» BRIEF: Put each line of the records below into a numbered list, leaving out any blank lines.

Point labels for objects
* START *
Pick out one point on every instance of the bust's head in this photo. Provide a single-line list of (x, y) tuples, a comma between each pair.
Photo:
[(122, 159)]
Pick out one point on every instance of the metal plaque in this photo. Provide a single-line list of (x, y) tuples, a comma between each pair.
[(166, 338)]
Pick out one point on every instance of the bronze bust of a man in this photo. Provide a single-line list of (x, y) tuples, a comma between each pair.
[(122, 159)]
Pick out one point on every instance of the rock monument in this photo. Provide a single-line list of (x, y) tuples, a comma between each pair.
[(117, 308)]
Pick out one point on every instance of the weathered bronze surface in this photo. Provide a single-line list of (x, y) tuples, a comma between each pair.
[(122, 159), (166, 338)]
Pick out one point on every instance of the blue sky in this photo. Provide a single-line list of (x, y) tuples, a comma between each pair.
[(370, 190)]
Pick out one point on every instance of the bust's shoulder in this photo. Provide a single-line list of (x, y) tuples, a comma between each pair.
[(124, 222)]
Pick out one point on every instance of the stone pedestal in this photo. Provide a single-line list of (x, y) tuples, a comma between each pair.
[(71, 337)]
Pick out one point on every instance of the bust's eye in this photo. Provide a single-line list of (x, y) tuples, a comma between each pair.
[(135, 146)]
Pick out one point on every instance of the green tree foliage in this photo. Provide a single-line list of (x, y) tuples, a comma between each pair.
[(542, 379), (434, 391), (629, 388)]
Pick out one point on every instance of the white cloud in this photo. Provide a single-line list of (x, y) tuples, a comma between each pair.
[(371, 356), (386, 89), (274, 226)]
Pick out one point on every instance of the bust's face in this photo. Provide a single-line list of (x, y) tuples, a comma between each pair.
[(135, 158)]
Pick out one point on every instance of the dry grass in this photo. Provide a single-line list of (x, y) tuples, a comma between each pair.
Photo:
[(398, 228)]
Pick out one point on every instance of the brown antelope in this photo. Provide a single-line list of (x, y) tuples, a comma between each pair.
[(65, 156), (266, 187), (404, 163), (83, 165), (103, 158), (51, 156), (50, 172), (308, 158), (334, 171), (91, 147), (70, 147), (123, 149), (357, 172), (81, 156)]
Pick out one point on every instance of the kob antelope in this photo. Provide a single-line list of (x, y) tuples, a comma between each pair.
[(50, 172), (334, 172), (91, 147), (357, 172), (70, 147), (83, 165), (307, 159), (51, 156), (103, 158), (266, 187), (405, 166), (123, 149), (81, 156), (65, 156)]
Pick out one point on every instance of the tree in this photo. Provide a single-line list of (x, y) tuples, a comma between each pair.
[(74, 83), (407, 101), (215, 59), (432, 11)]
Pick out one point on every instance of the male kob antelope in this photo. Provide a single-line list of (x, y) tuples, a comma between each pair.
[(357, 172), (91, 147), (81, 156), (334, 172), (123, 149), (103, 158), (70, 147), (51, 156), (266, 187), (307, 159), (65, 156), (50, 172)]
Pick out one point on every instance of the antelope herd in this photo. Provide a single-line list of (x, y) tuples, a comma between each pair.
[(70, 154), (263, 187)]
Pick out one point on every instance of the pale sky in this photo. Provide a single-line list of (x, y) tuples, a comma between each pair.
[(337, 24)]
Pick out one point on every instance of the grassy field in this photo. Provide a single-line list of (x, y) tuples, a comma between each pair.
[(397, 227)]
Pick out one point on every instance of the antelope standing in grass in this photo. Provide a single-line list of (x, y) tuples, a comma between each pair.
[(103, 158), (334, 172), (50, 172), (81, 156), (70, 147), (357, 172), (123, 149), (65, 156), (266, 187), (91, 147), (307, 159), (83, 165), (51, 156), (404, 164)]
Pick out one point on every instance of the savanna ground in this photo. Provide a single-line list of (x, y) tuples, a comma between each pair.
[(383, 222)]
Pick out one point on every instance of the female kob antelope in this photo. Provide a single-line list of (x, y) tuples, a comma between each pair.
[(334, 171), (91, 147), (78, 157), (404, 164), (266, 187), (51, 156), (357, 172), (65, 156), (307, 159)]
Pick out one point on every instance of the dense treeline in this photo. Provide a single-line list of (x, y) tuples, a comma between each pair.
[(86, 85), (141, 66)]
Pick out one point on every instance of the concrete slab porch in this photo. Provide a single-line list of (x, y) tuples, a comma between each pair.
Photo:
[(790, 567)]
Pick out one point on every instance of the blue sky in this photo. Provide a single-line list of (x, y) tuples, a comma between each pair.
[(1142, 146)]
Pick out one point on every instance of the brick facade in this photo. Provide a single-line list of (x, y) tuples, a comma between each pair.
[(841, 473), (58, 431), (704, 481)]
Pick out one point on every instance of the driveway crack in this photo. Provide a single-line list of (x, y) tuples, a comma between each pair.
* END *
» SOLUTION TO THE PROBLEM:
1. Pick out one point on every instance of the bust's head in this photo. Provide a single-line list of (x, y) tuples, a comma between each pair.
2. Photo:
3. [(122, 159)]
4. Pick out one point on every instance of the metal plaque in this photo. Provide a single-line list of (x, y) tuples, a comma between each pair.
5. [(166, 338)]
6. Pick out one point on every instance of the bronze bust of a man in this photo. Provide a single-line list of (x, y) tuples, a comma between each pair.
7. [(122, 159)]
8. Pick out one point on every instance of the rock monument in this photo. Provide a single-line list of (x, y) tuples, a comma between each pair.
9. [(117, 308)]
10. Pick out one point on every instance of the weathered bronze surface in this photo. Provide a single-line list of (x, y) tuples, a comma between each pair.
11. [(122, 159), (166, 338)]
12. Pick out one point on every instance of the blue sky in this photo. Provide a single-line list of (x, y) tuples, a comma between each pair.
13. [(370, 190)]
14. Pick out one point on every instance of the bust's shoulder in this photo. Provide a single-line list of (x, y) tuples, a comma between each pair.
15. [(124, 222)]
16. Pick out one point on every instance of the stone pedestal in this photo. Provide a single-line list of (x, y) tuples, a comma between each pair.
17. [(71, 337)]
18. Pick out one point on every instance of the bust's eye in this photo. Provide a single-line list of (x, y) tuples, a comma between each pair.
19. [(135, 146)]
20. Pick out one point on every instance of the green tree foliage in this photo. Provide a single-line list of (x, y) tuples, a comma between each pair.
21. [(542, 379), (434, 391), (629, 388)]
22. Pick out one point on every instance of the white cloud in this photo. Provide a single-line list of (x, y) tuples, a comma between each pair.
23. [(371, 356), (386, 89), (274, 226)]
24. Pick out one point on every instance of the bust's face in this photo. Provide a single-line list of (x, y) tuples, a comma between each pair.
25. [(135, 158)]
26. Pick out one point on every instance of the dry grass in this photo. Provide a single-line list of (x, y) tuples, a comma between each pair.
27. Photo:
28. [(398, 228)]
29. Pick out one point on every instance of the brown antelope in this photo. Provide a single-line list of (x, y) tuples, a comma between each pair.
30. [(65, 156), (266, 187), (404, 163), (83, 165), (103, 158), (51, 156), (50, 172), (308, 158), (334, 171), (91, 147), (70, 147), (123, 149), (357, 172), (81, 156)]
31. Pick out one point on every instance of the kob antelope in this photo. Provide a single-line list of (x, y) tuples, a comma between each pair.
32. [(50, 172), (334, 172), (91, 147), (357, 172), (70, 147), (83, 165), (307, 159), (51, 156), (103, 158), (266, 187), (405, 166), (123, 149), (81, 156), (65, 156)]
33. Pick out one point on every instance of the tree in this photo. Provide a single-line list of (x, y) tuples, a comma between each pair.
34. [(74, 83), (407, 101), (215, 59), (432, 11)]
35. Pick out one point on every instance of the male kob antelope in this photo. Provide a single-line list of (x, y) tuples, a comma between each pair.
36. [(357, 172), (91, 147), (81, 156), (334, 172), (123, 149), (103, 158), (70, 147), (51, 156), (266, 187), (307, 159), (65, 156), (50, 172)]
37. Pick out one point on every instance of the antelope herd in this photo. Provide a single-line list of (x, y) tuples, a comma between each pair.
38. [(70, 154), (263, 187)]
39. Pick out one point on every instance of the pale sky in this photo. Provide a single-line list of (x, y) tuples, a comma between each pair.
40. [(337, 24)]
41. Pick out one point on every instance of the grassy field in this photo. Provide a single-line list of (x, y) tuples, a comma between each pair.
42. [(397, 227)]
43. Pick out one point on every instance of the antelope standing in grass in this photo. Provide a single-line list of (x, y) tuples, a comma between each pair.
44. [(103, 158), (334, 172), (50, 172), (81, 156), (70, 147), (357, 172), (123, 149), (65, 156), (266, 187), (91, 147), (307, 159), (83, 165), (51, 156), (404, 164)]
45. Pick out one point on every instance of the savanna ground in this photo. Provide a single-line list of (x, y) tuples, a comma between each pair.
46. [(383, 222)]
47. Pick out one point on every instance of the female kob antelope in this photo. Provide a single-line list of (x, y) tuples, a comma between each pair.
48. [(334, 171), (91, 147), (78, 157), (404, 164), (266, 187), (51, 156), (357, 172), (65, 156), (307, 159)]
49. Pick out one point on every instance of the dense treeline in this photo. Provide a single-line list of (x, y) tuples, a comma between each pair.
50. [(86, 85), (141, 66)]
51. Pick out one point on every instance of the concrete slab porch in this photo. Provide a single-line list of (x, y) tuples, a comma between each pair.
52. Photo:
53. [(790, 567)]
54. Pick out one point on every instance of the blue sky in this photo. Provide a single-line list of (x, y) tuples, a comma between each pair.
55. [(1142, 146)]
56. Pick out one point on every instance of the brick facade in this photo. Provide a single-line list of (x, y) tuples, a comma between each pair.
57. [(841, 473), (58, 431), (704, 481)]
58. Pick out one point on every instance of the driveway crack in this photo. Provide a single-line list of (x, y) tuples, a comma between each pair.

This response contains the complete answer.